BEGIN Given data

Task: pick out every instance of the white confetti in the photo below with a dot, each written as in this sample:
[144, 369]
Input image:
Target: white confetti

END Given data
BEGIN Given data

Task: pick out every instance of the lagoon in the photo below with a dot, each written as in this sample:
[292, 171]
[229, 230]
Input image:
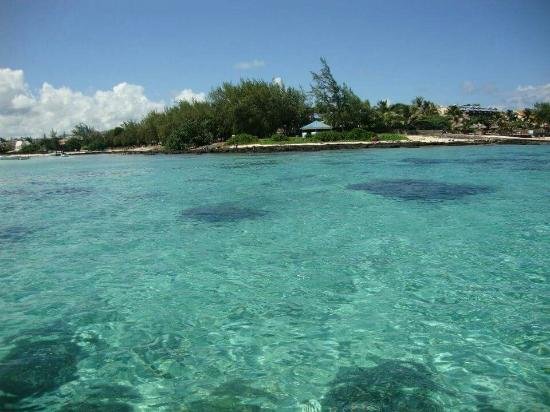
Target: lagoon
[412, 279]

END Given data
BEGIN Given data

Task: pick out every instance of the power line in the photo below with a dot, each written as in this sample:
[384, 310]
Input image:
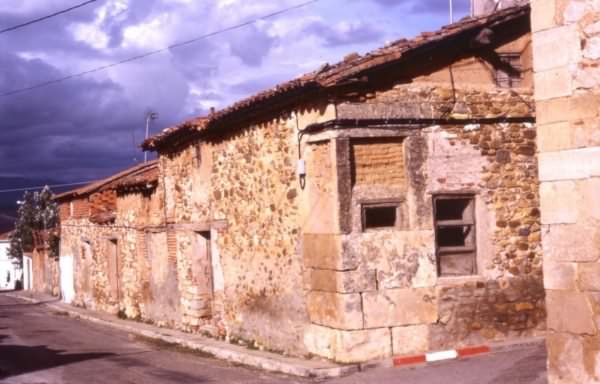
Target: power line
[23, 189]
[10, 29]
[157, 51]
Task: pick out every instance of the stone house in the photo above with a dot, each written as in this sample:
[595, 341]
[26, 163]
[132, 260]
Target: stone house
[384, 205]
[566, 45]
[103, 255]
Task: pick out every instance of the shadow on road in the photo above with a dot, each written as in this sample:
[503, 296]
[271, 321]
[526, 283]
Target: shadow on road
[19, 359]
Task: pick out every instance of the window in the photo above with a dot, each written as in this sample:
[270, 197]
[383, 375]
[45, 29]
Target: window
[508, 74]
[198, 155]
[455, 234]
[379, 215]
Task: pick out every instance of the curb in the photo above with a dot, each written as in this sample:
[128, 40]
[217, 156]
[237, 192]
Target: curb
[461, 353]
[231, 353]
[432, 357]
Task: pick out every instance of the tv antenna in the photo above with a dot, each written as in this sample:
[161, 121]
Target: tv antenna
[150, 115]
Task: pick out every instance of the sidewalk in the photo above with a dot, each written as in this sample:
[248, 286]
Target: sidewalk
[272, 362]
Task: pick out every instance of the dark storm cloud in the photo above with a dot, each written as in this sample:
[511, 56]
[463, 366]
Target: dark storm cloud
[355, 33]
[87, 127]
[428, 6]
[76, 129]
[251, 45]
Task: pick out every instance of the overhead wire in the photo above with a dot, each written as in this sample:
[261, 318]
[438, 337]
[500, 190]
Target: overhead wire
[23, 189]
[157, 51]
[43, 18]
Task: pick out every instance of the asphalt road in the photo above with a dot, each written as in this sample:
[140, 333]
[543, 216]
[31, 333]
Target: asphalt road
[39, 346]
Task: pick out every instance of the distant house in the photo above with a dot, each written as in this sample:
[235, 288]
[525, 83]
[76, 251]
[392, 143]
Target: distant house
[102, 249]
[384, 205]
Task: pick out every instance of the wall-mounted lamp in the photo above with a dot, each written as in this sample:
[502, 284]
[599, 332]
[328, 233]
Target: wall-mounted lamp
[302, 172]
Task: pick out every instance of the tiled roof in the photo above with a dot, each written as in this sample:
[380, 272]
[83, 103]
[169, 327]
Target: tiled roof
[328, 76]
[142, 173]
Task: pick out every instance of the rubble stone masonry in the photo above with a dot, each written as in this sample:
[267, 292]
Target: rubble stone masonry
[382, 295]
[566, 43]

END Given data

> Required task
Could you echo back, word for word, the part of the records that opens with the line containing "Task: pick out every instance of the white" and closes with the line containing "Target: white confetti", including both of those lines?

> Written answer
Task: pick out every instance of the white confetti in the photo below with a dot, each written as in this sample:
[144, 369]
Input image:
Target: white confetti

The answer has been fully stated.